> **Input for this task**:
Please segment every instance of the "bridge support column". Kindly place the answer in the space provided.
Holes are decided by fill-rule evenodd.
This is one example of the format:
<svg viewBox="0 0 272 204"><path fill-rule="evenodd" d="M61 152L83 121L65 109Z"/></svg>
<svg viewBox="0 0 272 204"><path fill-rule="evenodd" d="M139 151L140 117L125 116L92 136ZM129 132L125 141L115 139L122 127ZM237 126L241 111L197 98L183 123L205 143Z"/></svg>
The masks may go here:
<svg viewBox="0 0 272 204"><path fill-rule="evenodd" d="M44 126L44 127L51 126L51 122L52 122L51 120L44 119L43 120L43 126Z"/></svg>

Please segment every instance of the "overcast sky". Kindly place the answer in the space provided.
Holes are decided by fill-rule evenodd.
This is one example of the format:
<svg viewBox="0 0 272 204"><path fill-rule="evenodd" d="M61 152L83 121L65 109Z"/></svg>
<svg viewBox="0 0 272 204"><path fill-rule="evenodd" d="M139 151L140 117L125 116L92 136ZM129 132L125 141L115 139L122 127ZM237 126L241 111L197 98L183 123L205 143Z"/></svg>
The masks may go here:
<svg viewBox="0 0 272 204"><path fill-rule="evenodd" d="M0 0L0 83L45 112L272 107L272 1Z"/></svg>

> **Do this**:
Reproduce every line of the records above verbatim, with no changes.

> **Result for this exercise**:
Please segment every instance of the "bridge support column". Kindly place the answer in the space provided.
Holes are decided by fill-rule evenodd.
This is one example of the format:
<svg viewBox="0 0 272 204"><path fill-rule="evenodd" d="M61 152L83 121L65 109Z"/></svg>
<svg viewBox="0 0 272 204"><path fill-rule="evenodd" d="M139 151L140 117L125 116L92 136ZM129 132L125 141L115 139L122 127ZM237 126L241 111L197 98L183 123L205 143Z"/></svg>
The masks may go here:
<svg viewBox="0 0 272 204"><path fill-rule="evenodd" d="M44 126L44 127L51 126L51 122L52 122L51 120L44 119L43 120L43 126Z"/></svg>

Please segment every instance of the "overcast sky". Kindly place the answer in the space provided.
Holes are decided by fill-rule evenodd.
This is one example of the format:
<svg viewBox="0 0 272 204"><path fill-rule="evenodd" d="M61 152L83 121L65 109Z"/></svg>
<svg viewBox="0 0 272 204"><path fill-rule="evenodd" d="M139 151L140 117L125 116L92 136ZM129 132L125 141L115 139L122 127ZM237 126L241 111L197 98L183 123L205 143Z"/></svg>
The masks may go here:
<svg viewBox="0 0 272 204"><path fill-rule="evenodd" d="M0 0L0 83L45 112L272 107L272 1Z"/></svg>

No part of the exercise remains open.